Collect every line in the data below that contains the word "hand", and list those lines in their original order.

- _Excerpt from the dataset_
_ _ _ _ _

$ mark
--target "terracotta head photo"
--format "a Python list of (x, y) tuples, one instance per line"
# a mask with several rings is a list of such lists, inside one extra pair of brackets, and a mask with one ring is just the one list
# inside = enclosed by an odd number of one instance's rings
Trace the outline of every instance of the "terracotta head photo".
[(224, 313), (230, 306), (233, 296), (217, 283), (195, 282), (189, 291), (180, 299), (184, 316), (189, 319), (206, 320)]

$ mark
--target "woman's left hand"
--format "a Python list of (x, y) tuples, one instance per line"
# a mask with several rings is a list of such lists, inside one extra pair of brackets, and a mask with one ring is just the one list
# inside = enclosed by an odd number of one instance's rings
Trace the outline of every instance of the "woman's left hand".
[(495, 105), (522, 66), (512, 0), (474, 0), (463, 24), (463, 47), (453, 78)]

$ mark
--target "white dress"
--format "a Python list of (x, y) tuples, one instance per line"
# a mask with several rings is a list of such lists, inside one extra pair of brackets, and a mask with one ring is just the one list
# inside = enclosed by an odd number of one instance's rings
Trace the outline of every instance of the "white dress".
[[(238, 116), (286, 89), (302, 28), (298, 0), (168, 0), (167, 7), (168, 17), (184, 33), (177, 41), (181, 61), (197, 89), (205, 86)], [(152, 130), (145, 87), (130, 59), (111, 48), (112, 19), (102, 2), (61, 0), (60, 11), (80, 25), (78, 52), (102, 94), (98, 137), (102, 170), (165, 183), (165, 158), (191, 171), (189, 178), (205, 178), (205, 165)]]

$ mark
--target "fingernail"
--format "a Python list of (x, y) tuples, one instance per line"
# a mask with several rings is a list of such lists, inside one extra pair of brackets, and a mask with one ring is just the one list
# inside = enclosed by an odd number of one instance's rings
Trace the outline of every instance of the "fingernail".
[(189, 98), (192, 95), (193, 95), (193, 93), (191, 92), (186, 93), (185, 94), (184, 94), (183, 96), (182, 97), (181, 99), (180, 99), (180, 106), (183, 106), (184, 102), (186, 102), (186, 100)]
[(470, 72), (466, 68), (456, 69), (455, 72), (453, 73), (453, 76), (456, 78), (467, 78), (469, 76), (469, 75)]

_ _ _ _ _

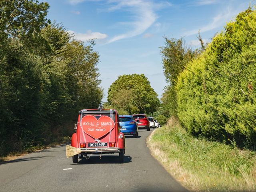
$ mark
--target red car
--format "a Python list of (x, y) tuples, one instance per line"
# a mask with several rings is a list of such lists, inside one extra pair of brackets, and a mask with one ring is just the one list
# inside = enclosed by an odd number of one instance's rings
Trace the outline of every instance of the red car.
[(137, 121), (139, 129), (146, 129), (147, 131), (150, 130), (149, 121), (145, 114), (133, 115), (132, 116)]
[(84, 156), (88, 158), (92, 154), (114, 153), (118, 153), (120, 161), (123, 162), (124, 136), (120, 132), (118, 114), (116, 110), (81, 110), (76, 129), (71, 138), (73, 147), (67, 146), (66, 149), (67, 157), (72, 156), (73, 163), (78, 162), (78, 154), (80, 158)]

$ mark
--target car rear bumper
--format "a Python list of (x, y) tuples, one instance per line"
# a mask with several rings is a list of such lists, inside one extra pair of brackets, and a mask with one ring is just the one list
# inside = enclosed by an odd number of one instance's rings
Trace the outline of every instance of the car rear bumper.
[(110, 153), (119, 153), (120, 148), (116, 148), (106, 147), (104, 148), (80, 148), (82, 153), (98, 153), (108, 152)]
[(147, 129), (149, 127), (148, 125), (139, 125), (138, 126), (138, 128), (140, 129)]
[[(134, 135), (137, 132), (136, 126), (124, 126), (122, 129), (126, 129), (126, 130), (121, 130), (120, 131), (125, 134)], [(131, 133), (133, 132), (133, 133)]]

_ _ _ _ _

- _Task response_
--target "woman's left hand"
Trace the outline of every instance of the "woman's left hand".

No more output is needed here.